Continue the passage on the shortage of rural nurses in Illinois, starting after its final sentence.

(GIVEN TEXT)
Segment Open
For example, a recent Southern Illinois University Medicine report found that rural Illinois is short as many as 19,100 nurses, Jakob Emerson reports for WICD in Springfield. The reasons cited in the report likely apply in other rural areas: Nurses go for better-paying urban jobs, especially since they likely have large student loans to pay off; medical education is concentrated in urban areas, and rural nurses tend to be older and aren't replaced as quickly as they're retiring. And some rural RNs are being lured away by lucrative traveling nurse jobs.
Segment Closed
(SUPPLIED ENTRIES)
Segment Open
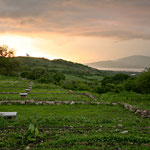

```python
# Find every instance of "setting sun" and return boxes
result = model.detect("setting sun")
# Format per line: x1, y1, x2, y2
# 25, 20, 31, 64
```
0, 34, 57, 59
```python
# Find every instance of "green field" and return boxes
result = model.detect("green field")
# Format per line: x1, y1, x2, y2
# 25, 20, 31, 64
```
0, 77, 150, 150
0, 105, 150, 149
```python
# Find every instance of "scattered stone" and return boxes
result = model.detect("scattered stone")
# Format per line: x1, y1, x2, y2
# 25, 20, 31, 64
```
20, 93, 28, 98
0, 112, 17, 119
118, 124, 123, 128
120, 130, 128, 134
25, 89, 30, 93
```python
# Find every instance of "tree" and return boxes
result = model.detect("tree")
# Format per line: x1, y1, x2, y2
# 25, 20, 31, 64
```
136, 68, 150, 93
0, 45, 15, 57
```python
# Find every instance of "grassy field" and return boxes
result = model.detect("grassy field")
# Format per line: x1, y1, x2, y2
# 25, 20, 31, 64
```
0, 105, 150, 150
0, 77, 150, 150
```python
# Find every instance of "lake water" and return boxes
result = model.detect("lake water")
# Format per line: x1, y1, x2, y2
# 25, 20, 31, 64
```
96, 68, 144, 72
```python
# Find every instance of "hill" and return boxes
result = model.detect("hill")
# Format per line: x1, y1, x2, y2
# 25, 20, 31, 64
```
87, 55, 150, 69
15, 57, 102, 75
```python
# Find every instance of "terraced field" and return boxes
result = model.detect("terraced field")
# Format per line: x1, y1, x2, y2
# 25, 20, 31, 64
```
0, 78, 150, 150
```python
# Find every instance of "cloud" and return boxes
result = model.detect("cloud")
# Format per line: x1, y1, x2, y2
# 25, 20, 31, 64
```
0, 0, 150, 40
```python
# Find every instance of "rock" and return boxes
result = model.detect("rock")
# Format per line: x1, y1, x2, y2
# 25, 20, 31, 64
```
120, 130, 128, 134
118, 124, 123, 128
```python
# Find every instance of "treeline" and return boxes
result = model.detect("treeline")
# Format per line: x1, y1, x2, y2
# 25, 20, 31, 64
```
96, 69, 150, 94
0, 46, 150, 94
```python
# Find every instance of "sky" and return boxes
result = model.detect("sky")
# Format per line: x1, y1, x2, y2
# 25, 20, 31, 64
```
0, 0, 150, 63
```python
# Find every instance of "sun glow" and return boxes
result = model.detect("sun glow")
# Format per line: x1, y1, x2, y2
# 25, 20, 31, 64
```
0, 34, 57, 59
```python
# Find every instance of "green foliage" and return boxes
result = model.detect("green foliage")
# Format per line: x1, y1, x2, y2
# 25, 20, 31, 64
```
136, 69, 150, 93
0, 57, 20, 76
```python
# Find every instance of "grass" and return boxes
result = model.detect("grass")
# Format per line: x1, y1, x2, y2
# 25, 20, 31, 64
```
93, 92, 150, 110
0, 76, 150, 150
0, 93, 91, 101
0, 105, 150, 149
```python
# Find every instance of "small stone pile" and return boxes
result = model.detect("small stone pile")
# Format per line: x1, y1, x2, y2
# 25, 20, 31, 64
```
119, 103, 150, 118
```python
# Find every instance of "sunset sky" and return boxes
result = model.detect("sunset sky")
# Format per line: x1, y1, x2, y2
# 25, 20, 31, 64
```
0, 0, 150, 63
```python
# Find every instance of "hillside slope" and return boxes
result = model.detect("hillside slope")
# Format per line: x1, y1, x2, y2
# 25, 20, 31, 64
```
88, 55, 150, 69
15, 57, 101, 75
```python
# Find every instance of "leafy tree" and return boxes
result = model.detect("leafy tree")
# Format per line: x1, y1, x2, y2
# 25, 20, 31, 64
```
28, 67, 47, 80
136, 68, 150, 93
0, 45, 15, 57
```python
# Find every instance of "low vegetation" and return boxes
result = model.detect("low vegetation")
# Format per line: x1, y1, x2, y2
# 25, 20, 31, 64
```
0, 47, 150, 150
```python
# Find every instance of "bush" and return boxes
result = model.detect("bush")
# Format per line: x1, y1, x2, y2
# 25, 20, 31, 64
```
136, 68, 150, 93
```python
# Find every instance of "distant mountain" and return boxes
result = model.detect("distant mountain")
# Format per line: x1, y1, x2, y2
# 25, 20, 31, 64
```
15, 57, 102, 75
87, 55, 150, 69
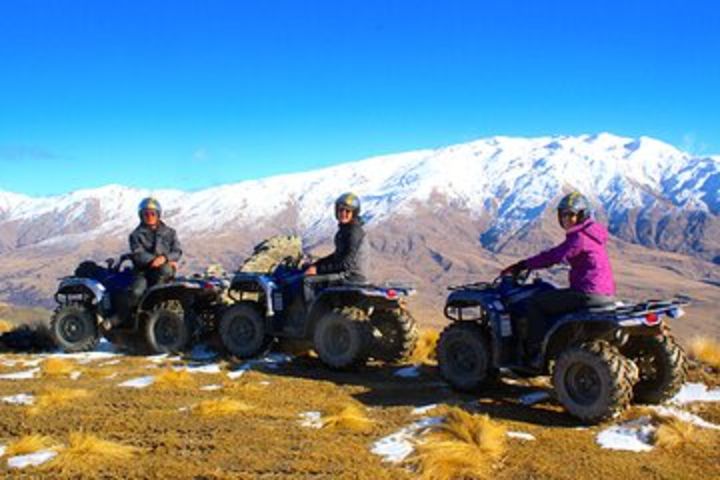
Segment Closed
(REPLY TO THE TASK)
"Pre-pandemic reports from the Bureau of Labor Statistics show there were more than three million nurses in the nation in 2019, and an estimated 176,000 annual openings for registered nurses across the country," Morgan Matzen reports for the Sioux Falls Argus Leader. A RegisteredNursing.org data analysis found that nursing shortages in many states are expected to get even worse by 2030. Another reason for the overall shortage: Nursing schools don't have enough instructors to train more, Yuki Noguchi reports for NPR. The pandemic has worsened this shortage, too: Nursing educators need advanced degrees but typically earn half what they would as a nurse working on the floor.

The pandemic increased financial strains for many nursing instructors, forcing them to quit and find more lucrative work. In 2019, colleges and universities turned away some 80,000 qualified applicants because they were short of faculty or other resources.